Location labeling records:

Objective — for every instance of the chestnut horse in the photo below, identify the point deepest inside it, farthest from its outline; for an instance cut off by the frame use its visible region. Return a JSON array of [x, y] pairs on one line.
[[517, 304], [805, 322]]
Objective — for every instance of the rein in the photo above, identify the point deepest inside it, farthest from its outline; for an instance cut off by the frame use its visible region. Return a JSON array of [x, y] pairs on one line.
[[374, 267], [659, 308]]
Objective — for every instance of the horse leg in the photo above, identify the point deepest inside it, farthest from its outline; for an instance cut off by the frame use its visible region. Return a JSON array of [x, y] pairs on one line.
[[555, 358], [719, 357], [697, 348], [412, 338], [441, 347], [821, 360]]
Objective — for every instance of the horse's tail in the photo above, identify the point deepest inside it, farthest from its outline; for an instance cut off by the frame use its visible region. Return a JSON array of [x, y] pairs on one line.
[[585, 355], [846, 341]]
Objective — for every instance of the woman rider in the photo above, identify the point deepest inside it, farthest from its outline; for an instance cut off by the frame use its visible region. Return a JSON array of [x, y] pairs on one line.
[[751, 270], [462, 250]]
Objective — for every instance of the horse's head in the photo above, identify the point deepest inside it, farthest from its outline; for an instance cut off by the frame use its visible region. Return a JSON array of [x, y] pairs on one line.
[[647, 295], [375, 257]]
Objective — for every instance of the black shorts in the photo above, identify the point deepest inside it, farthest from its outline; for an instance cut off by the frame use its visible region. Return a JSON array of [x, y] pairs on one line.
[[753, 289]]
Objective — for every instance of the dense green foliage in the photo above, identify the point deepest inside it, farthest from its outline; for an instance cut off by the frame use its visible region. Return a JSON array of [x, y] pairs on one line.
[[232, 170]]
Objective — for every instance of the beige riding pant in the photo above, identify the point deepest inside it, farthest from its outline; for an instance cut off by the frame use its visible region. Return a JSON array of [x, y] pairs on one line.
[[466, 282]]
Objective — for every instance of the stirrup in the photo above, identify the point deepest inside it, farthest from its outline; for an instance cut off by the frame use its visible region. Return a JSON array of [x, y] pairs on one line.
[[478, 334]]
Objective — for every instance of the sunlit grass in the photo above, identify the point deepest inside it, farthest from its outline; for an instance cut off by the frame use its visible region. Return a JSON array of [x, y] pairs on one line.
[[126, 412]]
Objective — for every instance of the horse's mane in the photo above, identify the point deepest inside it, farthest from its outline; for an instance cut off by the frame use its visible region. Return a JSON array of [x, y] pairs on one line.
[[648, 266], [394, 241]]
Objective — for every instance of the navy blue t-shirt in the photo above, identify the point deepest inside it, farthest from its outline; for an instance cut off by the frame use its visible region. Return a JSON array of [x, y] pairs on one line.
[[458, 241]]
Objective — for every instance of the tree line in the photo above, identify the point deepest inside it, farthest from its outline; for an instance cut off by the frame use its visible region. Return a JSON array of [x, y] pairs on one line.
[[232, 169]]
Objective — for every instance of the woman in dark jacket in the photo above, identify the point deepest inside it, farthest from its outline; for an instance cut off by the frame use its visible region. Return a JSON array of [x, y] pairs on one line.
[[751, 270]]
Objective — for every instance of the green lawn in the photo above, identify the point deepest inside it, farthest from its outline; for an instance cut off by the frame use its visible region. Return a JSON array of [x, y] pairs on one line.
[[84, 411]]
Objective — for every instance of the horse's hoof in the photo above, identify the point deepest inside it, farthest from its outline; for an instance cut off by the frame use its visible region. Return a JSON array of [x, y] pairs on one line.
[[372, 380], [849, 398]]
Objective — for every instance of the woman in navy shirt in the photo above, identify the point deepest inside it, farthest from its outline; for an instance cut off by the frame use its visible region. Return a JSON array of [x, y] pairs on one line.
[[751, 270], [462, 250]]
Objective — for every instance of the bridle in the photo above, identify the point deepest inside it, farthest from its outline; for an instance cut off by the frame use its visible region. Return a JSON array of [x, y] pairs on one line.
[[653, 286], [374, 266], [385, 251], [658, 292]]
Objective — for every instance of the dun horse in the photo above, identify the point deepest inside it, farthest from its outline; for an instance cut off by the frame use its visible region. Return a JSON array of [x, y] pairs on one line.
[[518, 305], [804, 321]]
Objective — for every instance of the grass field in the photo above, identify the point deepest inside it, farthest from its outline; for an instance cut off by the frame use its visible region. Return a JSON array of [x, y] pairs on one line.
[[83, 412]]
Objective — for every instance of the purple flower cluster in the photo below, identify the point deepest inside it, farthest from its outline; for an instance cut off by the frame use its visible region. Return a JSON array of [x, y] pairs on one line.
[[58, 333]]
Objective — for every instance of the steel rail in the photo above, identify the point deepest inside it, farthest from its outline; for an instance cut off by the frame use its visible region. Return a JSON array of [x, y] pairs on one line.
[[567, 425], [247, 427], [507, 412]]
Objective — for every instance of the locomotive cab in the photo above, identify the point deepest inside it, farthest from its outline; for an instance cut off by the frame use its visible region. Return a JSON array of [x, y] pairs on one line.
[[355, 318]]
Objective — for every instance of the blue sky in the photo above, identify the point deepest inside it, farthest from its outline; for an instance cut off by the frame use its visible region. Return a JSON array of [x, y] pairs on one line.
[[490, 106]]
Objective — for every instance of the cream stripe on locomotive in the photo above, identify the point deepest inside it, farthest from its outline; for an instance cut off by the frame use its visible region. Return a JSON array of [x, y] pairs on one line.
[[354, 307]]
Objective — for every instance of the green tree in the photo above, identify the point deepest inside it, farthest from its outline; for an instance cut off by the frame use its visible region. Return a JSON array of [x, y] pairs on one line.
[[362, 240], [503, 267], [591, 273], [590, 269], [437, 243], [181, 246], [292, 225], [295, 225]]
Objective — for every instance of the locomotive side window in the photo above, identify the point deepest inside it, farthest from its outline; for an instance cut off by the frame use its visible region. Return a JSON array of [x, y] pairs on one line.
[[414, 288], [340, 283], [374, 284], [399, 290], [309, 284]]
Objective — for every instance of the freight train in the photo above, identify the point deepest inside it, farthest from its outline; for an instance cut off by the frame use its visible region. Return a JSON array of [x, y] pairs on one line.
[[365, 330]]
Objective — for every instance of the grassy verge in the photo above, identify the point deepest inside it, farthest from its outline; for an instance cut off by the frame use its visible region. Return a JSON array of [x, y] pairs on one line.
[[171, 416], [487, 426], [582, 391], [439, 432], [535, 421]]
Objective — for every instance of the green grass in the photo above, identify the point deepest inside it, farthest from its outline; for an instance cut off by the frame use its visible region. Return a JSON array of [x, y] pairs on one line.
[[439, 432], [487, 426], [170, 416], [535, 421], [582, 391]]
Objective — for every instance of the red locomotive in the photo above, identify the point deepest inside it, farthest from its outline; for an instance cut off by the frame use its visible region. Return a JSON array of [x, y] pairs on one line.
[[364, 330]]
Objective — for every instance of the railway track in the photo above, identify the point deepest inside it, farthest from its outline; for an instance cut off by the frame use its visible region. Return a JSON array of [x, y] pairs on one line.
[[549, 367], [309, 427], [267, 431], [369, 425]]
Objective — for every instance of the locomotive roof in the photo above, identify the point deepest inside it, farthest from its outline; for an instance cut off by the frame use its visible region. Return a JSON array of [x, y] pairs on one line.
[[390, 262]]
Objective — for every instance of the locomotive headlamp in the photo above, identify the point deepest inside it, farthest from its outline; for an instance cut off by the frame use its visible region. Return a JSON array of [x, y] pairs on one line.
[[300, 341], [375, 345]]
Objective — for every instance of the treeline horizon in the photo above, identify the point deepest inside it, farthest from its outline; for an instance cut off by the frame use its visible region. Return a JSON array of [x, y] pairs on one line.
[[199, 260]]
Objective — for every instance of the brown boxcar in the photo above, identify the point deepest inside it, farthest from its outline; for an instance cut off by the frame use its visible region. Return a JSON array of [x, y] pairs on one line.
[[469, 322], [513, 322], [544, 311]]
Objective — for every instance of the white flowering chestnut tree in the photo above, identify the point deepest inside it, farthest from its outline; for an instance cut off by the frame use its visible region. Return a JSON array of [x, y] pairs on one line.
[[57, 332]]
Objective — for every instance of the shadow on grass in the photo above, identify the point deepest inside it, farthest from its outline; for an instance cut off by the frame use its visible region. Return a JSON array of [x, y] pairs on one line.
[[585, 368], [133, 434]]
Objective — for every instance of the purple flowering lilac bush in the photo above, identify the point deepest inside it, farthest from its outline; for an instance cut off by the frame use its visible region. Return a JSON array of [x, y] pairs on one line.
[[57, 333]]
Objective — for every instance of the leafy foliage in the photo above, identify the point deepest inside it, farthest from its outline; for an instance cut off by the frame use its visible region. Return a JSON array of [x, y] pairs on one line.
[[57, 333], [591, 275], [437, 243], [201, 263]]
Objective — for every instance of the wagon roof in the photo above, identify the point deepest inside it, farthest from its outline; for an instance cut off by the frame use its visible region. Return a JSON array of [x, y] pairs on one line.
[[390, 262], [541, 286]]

▶ [WHAT THIS TASK INVOLVES]
Copy the lines of the data above word for word, from the line containing "Objective — for every instance of the sunlit" through the line containing "[[648, 266], [394, 241]]", including both of those lines.

▶ [WRITTEN ANSWER]
Objective — for every instance of the sunlit grass in the photo above, identify the point deepest inside it, farthest from its outline; for an instance cut off by the frame use its visible region. Return a JSON array of [x, y] pairs on one line.
[[126, 412]]
Objective — for every instance of the horse's mane in the photo above, identify the point deepest inside it, farthest from its outline; for an instance cut off by the frame use its visible region. Return a JSON array of [x, y] pairs on one line.
[[648, 266], [394, 241]]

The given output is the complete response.